> [Exercise passage]:

##############################

Purpose: This study was done to analyze variations in unit staffing and recommend policies to improve nursing staffing levels in intensive care units (ICUs).
Method: A cross-sectional study design was used, employing survey data from the Health Insurance Review Agency conducted from June-July, 2003. Unitstaffing was measured using two indicators; bed-to-nurse (B/N) ratio (number of beds per nurse), and patient-to-nurse (P/N)ratio (number of average daily patients per nurse). Staffing levels were compared according to hospital and ICU characteristics.

##############################

> [Dataset excerpt]:
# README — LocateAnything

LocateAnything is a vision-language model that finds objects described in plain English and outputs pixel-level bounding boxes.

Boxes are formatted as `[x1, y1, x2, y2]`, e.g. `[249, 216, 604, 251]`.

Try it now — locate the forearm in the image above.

##############################

> [Complete the following]:
**1.** Translate this sentence from the ICU staffing abstract into Spanish: "Purpose: This study was done to analyze variations in unit staffing and recommend policies to improve nursing staffing levels in intensive care units (ICUs)."
**2.** Supply the next part of the ICU staffing abstract, picking up after its final sentence.

> [Task results]:
**1.** Propósito: Este estudio se realizó para analizar las variaciones en la dotación de personal de las unidades y recomendar políticas para mejorar los niveles de dotación de personal de enfermería en las unidades de cuidados intensivos (UCI).

**2.**
Result: A total of 414 institutions were operating 569 adult and 86 neonatal ICUs. Tertiary hospitals (n=42) had the lowest mean B/N (0.82) and P/N (0.76) ratios in adult ICUs, followed by general hospitals (B/N: 1.34, P/N: 0.97). Those ratios indicated that a nurse took care of 3 to 5 patients per shift. Neonatal ICUs had worse staffing and had greater variations in staffing ratios than adult ICUs. About 17% of adult and 26% of neonatal ICUs were staffed only by adjunct nurses who had responsibility for a general ward as well as the ICU.
Conclusion: Stratification of nurse staffing levels and differentiation of ICU utilization fees based on staffing grades are recommended as a policy tool to improve nurse staffing in ICUs.